- _WORK TO DO_
Extract the lines of the records below verbatim, beginning with the line that contains "Check that each instance of the orange" and continuing through the last line of the records.

[Excerpts from a pointing dataset]

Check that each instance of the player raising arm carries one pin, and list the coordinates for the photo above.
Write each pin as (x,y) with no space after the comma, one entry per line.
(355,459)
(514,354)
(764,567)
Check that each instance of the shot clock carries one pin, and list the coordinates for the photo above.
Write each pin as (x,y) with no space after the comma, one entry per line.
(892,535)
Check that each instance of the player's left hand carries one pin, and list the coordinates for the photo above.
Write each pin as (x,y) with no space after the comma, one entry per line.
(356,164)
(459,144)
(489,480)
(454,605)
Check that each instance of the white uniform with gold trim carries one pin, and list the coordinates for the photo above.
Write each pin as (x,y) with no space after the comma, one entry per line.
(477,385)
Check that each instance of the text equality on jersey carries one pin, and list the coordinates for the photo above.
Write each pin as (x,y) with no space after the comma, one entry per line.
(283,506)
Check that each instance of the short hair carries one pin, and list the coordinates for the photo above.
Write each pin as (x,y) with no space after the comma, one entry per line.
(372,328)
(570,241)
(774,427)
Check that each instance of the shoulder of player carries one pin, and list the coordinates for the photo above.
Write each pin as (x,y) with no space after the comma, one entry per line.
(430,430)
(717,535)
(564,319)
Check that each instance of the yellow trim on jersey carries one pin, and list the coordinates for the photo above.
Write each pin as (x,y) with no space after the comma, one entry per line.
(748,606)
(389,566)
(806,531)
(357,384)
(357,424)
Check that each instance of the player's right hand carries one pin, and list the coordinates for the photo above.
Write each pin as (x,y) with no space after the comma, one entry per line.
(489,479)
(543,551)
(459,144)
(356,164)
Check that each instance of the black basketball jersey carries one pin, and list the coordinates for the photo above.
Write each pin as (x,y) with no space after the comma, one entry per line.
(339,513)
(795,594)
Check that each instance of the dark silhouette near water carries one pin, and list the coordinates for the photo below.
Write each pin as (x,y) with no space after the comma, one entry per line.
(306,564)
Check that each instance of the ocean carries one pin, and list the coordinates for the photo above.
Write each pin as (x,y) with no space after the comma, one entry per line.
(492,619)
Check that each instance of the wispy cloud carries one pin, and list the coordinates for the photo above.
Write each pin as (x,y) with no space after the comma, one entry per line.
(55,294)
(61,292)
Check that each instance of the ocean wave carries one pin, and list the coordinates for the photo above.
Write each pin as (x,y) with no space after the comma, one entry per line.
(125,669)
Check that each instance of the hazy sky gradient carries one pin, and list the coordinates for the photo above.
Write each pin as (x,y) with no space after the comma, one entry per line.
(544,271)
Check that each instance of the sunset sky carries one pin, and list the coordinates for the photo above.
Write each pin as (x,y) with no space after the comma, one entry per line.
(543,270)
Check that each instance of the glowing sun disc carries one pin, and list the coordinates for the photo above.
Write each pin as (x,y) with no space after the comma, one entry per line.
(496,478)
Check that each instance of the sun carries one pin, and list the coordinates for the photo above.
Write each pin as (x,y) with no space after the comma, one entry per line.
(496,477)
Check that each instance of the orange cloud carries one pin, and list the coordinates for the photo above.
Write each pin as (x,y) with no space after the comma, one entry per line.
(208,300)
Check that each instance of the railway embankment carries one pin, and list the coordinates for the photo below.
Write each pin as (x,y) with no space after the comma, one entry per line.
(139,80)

- _EXPECTED ANSWER_
Check that each instance of the orange cloud carries one pin, and list the coordinates for the photo above.
Write each pin as (x,y) with no space after the comma, one entry per line.
(208,300)
Check that each instance of the railway embankment carries one pin, and list the coordinates for the photo below.
Write each pin as (x,y) with no space after the comma, one entry per line.
(139,80)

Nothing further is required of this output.